• **Document excerpt**:

Temperature extremes are one of the most common physical properties that can impact label adhesion. Most label adhesives have a minimum application temperature and then, once the adhesive bond is solidly made, a much broader ‘operating temperature’. Fortunately, this is usually a rather wide range with -20F to 176F being fairly typical. Transport testing of packages is usually at -20F on the cold side and 100F and 85%RH, and/or 140F and 30%RH for the heat (ISTA P2A, 2008). Accelerated aging of labeled packages is typically at 130F. Unfortunately, temperature is not all that easy to control and can do fun and crazy things when it decides to fluctuate.
Ice!
Heat is usually the culprit that causes trouble with labels as well as me personally.
I’ll take -5F over 90F any day of the week, no matter how sick people think that is (take the poll!).

• **Exercise brief**:
According to the text on temperature and label adhesion, at what temperature is accelerated aging of labeled packages typically performed?

[Segmentation mask data]
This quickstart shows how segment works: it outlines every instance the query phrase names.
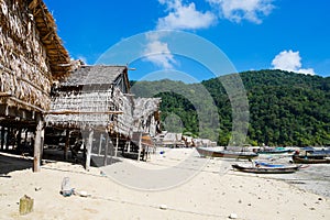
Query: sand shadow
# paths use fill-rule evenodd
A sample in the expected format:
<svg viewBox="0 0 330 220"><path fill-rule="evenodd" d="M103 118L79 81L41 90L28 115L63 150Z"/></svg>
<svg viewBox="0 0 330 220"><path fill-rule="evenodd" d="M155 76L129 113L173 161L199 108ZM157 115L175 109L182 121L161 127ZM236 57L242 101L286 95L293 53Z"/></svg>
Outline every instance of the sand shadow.
<svg viewBox="0 0 330 220"><path fill-rule="evenodd" d="M11 172L30 169L32 167L33 160L31 158L0 153L0 177L9 177L7 175Z"/></svg>

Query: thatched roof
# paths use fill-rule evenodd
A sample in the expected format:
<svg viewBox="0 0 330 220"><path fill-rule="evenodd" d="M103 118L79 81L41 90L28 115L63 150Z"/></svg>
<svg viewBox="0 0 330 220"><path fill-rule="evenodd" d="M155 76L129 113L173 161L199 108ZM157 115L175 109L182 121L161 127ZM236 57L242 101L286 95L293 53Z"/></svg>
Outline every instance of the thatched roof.
<svg viewBox="0 0 330 220"><path fill-rule="evenodd" d="M114 84L122 74L125 75L127 80L127 66L81 66L61 86L110 85Z"/></svg>
<svg viewBox="0 0 330 220"><path fill-rule="evenodd" d="M70 58L57 35L53 15L42 0L29 0L40 38L46 48L53 79L59 79L70 72Z"/></svg>

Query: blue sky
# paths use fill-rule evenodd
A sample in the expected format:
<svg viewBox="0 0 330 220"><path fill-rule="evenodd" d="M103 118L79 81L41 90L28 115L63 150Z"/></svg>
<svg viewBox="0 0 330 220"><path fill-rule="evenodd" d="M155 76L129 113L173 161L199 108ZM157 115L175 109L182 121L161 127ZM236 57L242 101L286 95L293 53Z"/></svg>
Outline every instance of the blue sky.
<svg viewBox="0 0 330 220"><path fill-rule="evenodd" d="M213 44L238 72L280 68L330 76L330 3L326 0L44 1L70 56L87 64L99 62L113 45L122 48L122 42L128 41L138 45L136 36L147 36L145 48L130 45L133 51L155 55L108 63L129 63L136 68L130 73L131 79L160 70L164 75L186 73L197 80L212 77L209 66L199 64L195 55L174 54L168 37L155 36L162 30L184 31L188 36L196 35L197 41L204 38L207 43L199 42L198 50ZM145 34L150 31L154 35ZM187 41L186 46L193 50L196 43Z"/></svg>

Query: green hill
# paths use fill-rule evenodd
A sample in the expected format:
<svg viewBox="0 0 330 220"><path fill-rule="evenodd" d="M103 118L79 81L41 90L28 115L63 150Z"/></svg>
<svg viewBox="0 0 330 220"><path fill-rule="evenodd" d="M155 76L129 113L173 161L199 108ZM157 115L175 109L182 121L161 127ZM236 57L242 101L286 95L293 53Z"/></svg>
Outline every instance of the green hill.
<svg viewBox="0 0 330 220"><path fill-rule="evenodd" d="M244 72L240 77L250 111L245 143L330 145L330 77L282 70ZM162 98L165 129L226 145L232 134L232 107L223 80L224 76L201 84L139 81L132 82L132 92Z"/></svg>

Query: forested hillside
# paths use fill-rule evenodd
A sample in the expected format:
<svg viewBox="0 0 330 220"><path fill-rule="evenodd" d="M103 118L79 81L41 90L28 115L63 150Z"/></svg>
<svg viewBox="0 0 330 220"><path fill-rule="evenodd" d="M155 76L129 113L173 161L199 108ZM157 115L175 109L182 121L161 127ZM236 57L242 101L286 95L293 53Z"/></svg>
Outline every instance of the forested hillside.
<svg viewBox="0 0 330 220"><path fill-rule="evenodd" d="M330 145L330 77L282 70L244 72L240 76L250 109L246 143ZM162 120L167 130L211 138L224 145L231 136L232 110L221 79L188 85L172 80L139 81L132 82L132 92L136 96L162 97ZM212 121L204 120L205 125L200 131L200 111L198 113L196 109L202 107L206 108L202 114L213 114L212 107L205 103L207 96L204 89L207 89L216 105L219 124L215 129ZM170 122L177 123L168 120L168 116L176 116L174 119L180 120L182 128L170 127Z"/></svg>

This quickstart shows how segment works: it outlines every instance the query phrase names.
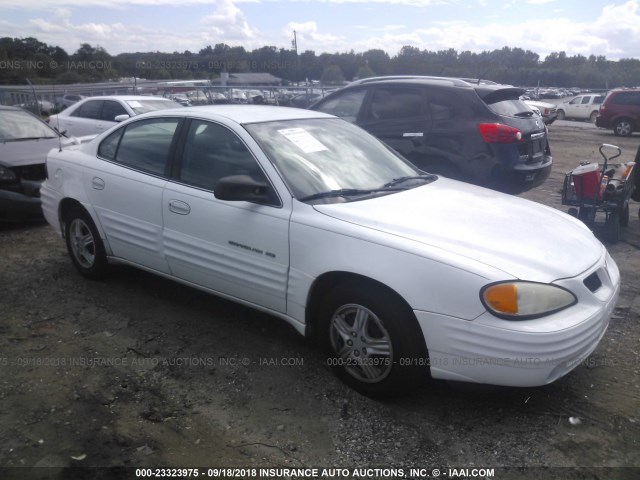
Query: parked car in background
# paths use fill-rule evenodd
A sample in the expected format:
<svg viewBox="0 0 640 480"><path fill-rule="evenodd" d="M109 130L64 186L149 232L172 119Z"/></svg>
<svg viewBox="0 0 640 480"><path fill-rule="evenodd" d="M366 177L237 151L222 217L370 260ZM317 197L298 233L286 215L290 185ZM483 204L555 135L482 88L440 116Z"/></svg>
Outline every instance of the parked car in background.
<svg viewBox="0 0 640 480"><path fill-rule="evenodd" d="M51 115L56 112L56 106L48 100L33 100L19 106L36 115Z"/></svg>
<svg viewBox="0 0 640 480"><path fill-rule="evenodd" d="M320 112L153 112L47 168L43 211L82 275L124 263L278 316L368 395L429 374L554 382L596 348L619 294L582 222L425 174Z"/></svg>
<svg viewBox="0 0 640 480"><path fill-rule="evenodd" d="M600 105L596 126L623 137L640 130L640 88L611 90Z"/></svg>
<svg viewBox="0 0 640 480"><path fill-rule="evenodd" d="M518 193L542 184L553 159L543 121L521 88L442 77L375 77L312 110L355 123L419 168Z"/></svg>
<svg viewBox="0 0 640 480"><path fill-rule="evenodd" d="M182 94L182 93L176 93L174 95L169 95L166 98L168 98L169 100L173 100L176 103L179 103L183 107L191 106L191 99L189 97L187 97L186 95Z"/></svg>
<svg viewBox="0 0 640 480"><path fill-rule="evenodd" d="M0 221L42 218L47 153L78 143L22 108L0 106Z"/></svg>
<svg viewBox="0 0 640 480"><path fill-rule="evenodd" d="M49 125L68 135L96 135L140 113L181 108L167 98L141 95L89 97L47 119Z"/></svg>
<svg viewBox="0 0 640 480"><path fill-rule="evenodd" d="M79 102L80 100L82 100L84 98L87 98L87 97L85 97L84 95L76 95L76 94L64 95L62 97L61 109L64 110L65 108L70 107L74 103L77 103L77 102Z"/></svg>
<svg viewBox="0 0 640 480"><path fill-rule="evenodd" d="M557 105L558 120L576 119L596 122L600 104L604 100L604 95L589 94L579 95L571 100Z"/></svg>
<svg viewBox="0 0 640 480"><path fill-rule="evenodd" d="M524 103L534 108L535 112L542 117L545 125L551 125L558 118L556 106L553 103L541 102L539 100L525 100Z"/></svg>

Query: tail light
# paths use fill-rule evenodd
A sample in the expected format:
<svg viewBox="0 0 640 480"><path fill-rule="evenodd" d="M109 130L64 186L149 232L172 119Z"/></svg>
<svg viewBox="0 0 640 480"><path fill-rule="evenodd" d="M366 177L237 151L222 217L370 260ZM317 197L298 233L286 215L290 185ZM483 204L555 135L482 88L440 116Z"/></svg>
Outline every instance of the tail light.
<svg viewBox="0 0 640 480"><path fill-rule="evenodd" d="M484 143L516 143L522 141L522 132L502 123L479 123L478 131Z"/></svg>

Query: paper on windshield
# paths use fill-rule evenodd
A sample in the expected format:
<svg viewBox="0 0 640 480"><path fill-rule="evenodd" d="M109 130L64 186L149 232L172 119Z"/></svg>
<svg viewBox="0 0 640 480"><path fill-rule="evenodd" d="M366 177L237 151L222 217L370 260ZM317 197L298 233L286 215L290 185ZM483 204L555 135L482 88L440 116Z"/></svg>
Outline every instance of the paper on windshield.
<svg viewBox="0 0 640 480"><path fill-rule="evenodd" d="M278 133L287 137L304 153L322 152L328 150L317 138L307 132L304 128L285 128L278 130Z"/></svg>

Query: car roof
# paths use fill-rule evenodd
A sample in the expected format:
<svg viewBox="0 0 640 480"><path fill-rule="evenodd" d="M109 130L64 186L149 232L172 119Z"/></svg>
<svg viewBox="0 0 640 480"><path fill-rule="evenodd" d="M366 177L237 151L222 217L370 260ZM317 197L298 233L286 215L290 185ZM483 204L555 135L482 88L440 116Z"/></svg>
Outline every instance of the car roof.
<svg viewBox="0 0 640 480"><path fill-rule="evenodd" d="M81 101L86 102L87 100L167 100L171 102L168 98L160 97L158 95L104 95L104 96L95 96L95 97L85 97Z"/></svg>
<svg viewBox="0 0 640 480"><path fill-rule="evenodd" d="M138 115L135 118L166 116L168 112L171 112L170 115L177 114L182 117L199 117L210 120L225 118L240 125L278 120L336 118L333 115L313 110L273 105L202 105L189 108L176 108L175 110L157 110Z"/></svg>
<svg viewBox="0 0 640 480"><path fill-rule="evenodd" d="M393 75L384 77L369 77L361 80L356 80L347 85L348 87L355 87L367 84L422 84L422 85L441 85L444 87L458 87L475 90L482 98L495 96L494 92L500 91L504 96L507 91L510 91L512 95L522 95L525 93L524 88L514 87L512 85L502 85L492 82L490 80L477 80L470 78L458 78L458 77L434 77L426 75ZM518 93L519 92L519 93Z"/></svg>

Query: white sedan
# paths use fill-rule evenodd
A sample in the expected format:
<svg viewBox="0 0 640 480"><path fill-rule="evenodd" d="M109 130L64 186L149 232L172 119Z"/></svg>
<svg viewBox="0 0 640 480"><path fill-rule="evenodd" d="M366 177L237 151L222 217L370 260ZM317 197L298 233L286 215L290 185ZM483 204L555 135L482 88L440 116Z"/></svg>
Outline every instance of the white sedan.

• **Response below**:
130F